Short exercise: Extract every line in the listing below that contains the word "sleeve".

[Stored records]

########################################

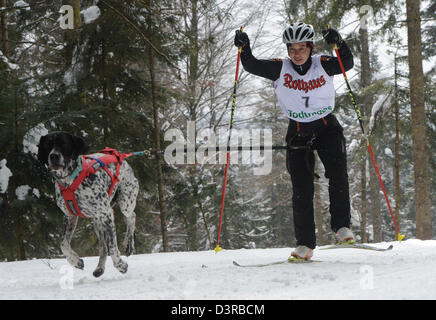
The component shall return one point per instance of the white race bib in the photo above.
(305, 98)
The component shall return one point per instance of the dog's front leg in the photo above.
(70, 223)
(102, 248)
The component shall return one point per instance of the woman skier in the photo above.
(304, 87)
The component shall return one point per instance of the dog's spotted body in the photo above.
(59, 151)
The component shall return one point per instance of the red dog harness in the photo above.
(91, 167)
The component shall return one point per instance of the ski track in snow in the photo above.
(406, 272)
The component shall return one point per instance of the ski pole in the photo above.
(359, 117)
(217, 248)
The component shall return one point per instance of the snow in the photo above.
(5, 173)
(22, 191)
(406, 272)
(90, 14)
(22, 4)
(353, 146)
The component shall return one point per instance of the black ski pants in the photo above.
(326, 136)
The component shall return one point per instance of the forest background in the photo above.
(123, 73)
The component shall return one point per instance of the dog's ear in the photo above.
(79, 146)
(42, 151)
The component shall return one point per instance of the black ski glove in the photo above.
(331, 36)
(241, 39)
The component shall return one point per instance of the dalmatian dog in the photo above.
(59, 151)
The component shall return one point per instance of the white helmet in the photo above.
(298, 32)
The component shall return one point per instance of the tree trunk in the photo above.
(419, 136)
(5, 33)
(159, 160)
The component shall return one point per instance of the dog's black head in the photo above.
(59, 150)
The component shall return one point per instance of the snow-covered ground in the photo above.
(406, 272)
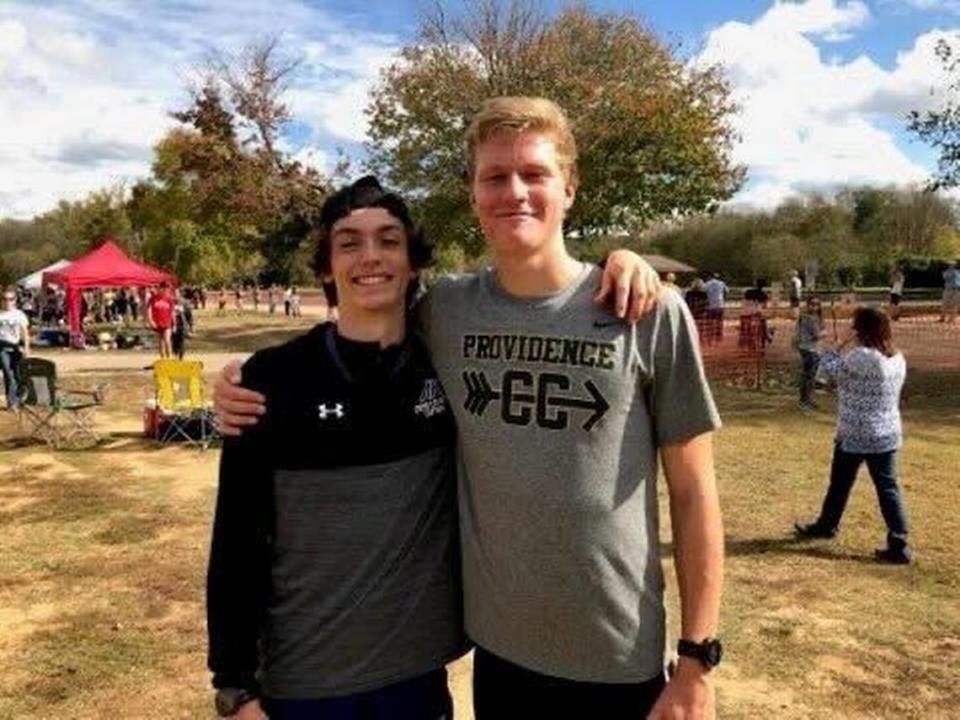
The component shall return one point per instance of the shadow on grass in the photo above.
(786, 546)
(114, 442)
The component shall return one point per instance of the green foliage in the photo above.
(222, 205)
(654, 133)
(940, 128)
(855, 238)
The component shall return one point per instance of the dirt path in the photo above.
(111, 361)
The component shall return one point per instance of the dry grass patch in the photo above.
(103, 556)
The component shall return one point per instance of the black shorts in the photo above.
(420, 698)
(503, 691)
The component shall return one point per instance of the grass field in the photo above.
(103, 553)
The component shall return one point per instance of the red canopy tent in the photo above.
(104, 266)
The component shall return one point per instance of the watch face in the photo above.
(712, 652)
(229, 700)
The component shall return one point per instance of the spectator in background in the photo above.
(109, 309)
(758, 294)
(182, 324)
(28, 305)
(716, 290)
(897, 281)
(755, 333)
(134, 304)
(696, 299)
(951, 293)
(272, 292)
(14, 332)
(160, 310)
(295, 302)
(869, 372)
(121, 305)
(808, 334)
(795, 292)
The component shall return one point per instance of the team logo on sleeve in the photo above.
(432, 400)
(542, 398)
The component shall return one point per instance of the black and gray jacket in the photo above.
(334, 566)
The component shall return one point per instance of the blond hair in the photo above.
(523, 114)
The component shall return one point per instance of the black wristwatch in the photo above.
(709, 652)
(229, 700)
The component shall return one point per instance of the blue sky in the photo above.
(824, 84)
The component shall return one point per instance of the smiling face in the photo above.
(520, 194)
(369, 261)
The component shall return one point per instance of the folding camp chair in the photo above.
(62, 418)
(184, 414)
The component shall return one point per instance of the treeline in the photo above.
(852, 239)
(224, 203)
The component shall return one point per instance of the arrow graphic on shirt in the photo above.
(480, 393)
(597, 403)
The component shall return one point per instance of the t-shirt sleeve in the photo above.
(681, 402)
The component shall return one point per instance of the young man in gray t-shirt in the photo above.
(562, 412)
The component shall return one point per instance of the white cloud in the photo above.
(809, 123)
(828, 18)
(951, 6)
(86, 85)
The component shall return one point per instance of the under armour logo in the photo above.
(324, 412)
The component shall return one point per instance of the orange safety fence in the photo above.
(749, 348)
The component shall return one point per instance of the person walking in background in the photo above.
(182, 324)
(295, 302)
(897, 281)
(160, 316)
(134, 304)
(951, 293)
(869, 372)
(808, 334)
(272, 299)
(14, 332)
(716, 290)
(696, 300)
(795, 292)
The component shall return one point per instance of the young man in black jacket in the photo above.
(333, 589)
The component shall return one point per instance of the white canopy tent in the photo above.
(33, 281)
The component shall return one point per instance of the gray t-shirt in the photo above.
(560, 410)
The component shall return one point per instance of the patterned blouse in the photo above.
(868, 391)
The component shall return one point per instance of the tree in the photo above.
(654, 133)
(940, 127)
(224, 203)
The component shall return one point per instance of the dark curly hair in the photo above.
(872, 327)
(366, 193)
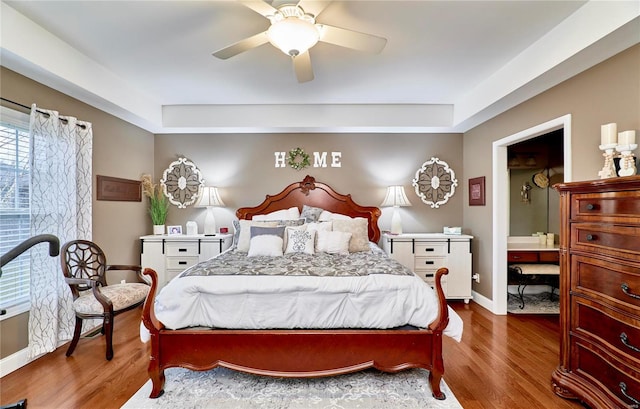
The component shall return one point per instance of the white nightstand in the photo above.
(425, 253)
(170, 255)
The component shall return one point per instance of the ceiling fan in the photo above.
(294, 31)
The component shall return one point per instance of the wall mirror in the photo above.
(181, 182)
(435, 182)
(538, 163)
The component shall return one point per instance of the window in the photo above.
(14, 208)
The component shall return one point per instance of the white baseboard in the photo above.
(13, 362)
(482, 301)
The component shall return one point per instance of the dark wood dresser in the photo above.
(600, 293)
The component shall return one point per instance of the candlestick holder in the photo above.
(609, 168)
(627, 159)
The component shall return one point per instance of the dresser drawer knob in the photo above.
(623, 390)
(625, 340)
(625, 289)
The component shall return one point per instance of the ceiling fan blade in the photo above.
(259, 7)
(352, 39)
(242, 45)
(314, 7)
(302, 67)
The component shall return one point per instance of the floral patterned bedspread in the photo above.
(300, 264)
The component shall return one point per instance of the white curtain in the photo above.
(61, 151)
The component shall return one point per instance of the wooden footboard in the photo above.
(295, 353)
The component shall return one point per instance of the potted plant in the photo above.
(158, 204)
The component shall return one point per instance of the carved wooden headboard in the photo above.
(316, 194)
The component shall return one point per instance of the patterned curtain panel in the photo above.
(61, 151)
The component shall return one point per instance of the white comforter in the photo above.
(257, 302)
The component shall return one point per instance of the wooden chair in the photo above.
(84, 266)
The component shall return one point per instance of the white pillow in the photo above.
(299, 240)
(265, 245)
(291, 213)
(359, 229)
(333, 242)
(244, 235)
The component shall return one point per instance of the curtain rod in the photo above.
(42, 112)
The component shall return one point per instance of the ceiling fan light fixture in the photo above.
(293, 35)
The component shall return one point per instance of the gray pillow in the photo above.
(310, 214)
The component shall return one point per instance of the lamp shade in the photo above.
(395, 197)
(209, 196)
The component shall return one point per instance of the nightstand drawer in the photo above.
(431, 249)
(180, 263)
(181, 249)
(429, 263)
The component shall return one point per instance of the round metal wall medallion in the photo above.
(435, 182)
(181, 182)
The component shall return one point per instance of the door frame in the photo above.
(501, 199)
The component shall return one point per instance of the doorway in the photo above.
(501, 199)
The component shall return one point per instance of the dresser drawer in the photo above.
(614, 283)
(180, 263)
(181, 249)
(431, 249)
(608, 328)
(614, 240)
(605, 206)
(432, 263)
(620, 379)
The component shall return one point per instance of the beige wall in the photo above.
(608, 92)
(243, 167)
(119, 150)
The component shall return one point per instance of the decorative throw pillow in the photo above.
(265, 245)
(310, 214)
(299, 240)
(333, 242)
(287, 214)
(274, 231)
(243, 232)
(358, 227)
(326, 216)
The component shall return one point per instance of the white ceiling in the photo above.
(447, 65)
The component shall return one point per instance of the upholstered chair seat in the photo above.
(85, 268)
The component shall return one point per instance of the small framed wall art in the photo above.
(476, 191)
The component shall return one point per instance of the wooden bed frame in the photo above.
(298, 353)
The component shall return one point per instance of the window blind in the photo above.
(14, 205)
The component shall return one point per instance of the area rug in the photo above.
(223, 388)
(541, 303)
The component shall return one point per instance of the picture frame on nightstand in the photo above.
(477, 191)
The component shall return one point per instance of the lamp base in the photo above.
(209, 223)
(396, 222)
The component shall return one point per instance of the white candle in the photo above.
(627, 138)
(609, 134)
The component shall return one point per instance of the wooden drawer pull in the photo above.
(625, 289)
(623, 390)
(625, 340)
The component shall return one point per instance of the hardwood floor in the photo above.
(502, 362)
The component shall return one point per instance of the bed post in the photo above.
(437, 369)
(156, 373)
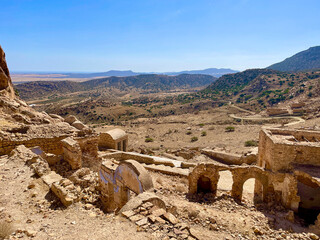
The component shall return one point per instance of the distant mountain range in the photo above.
(216, 72)
(146, 82)
(302, 61)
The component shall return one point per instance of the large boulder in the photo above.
(6, 86)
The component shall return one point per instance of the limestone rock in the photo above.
(70, 119)
(78, 125)
(5, 79)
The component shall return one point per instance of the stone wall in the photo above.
(269, 186)
(116, 181)
(49, 145)
(280, 148)
(106, 141)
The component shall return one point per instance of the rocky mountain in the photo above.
(152, 82)
(236, 81)
(302, 61)
(216, 72)
(257, 89)
(6, 87)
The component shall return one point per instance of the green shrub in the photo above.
(229, 129)
(148, 139)
(251, 143)
(194, 139)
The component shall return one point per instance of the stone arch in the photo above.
(133, 176)
(117, 183)
(241, 175)
(204, 177)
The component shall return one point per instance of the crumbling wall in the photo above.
(113, 139)
(89, 152)
(116, 182)
(280, 148)
(268, 184)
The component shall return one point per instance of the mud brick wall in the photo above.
(279, 155)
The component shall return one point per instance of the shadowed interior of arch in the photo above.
(204, 185)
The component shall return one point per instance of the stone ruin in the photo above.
(287, 171)
(65, 154)
(113, 139)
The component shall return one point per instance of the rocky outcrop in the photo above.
(6, 87)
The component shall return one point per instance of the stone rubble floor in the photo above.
(36, 213)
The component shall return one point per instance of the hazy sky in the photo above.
(154, 35)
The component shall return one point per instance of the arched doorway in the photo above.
(225, 182)
(204, 185)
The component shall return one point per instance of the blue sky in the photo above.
(154, 35)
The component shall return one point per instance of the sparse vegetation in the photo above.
(251, 143)
(194, 139)
(5, 229)
(230, 129)
(148, 139)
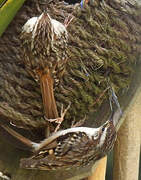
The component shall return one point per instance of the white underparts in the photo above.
(103, 136)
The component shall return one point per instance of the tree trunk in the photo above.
(127, 147)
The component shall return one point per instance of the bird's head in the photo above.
(107, 136)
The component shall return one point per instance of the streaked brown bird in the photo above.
(44, 46)
(73, 147)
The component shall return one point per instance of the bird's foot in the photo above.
(59, 120)
(68, 20)
(79, 123)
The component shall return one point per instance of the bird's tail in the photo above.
(50, 108)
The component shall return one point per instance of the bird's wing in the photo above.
(72, 149)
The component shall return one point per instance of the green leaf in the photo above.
(8, 11)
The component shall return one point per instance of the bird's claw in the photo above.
(68, 20)
(79, 123)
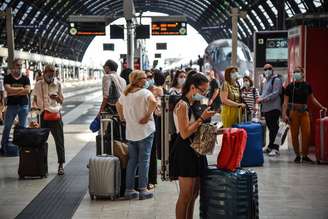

########################################

Exercise result:
The component shall return one point per instance of the team logo on sleeve in the photo above.
The component shall return one point per instance of the t-shirt sleeve in the photo above.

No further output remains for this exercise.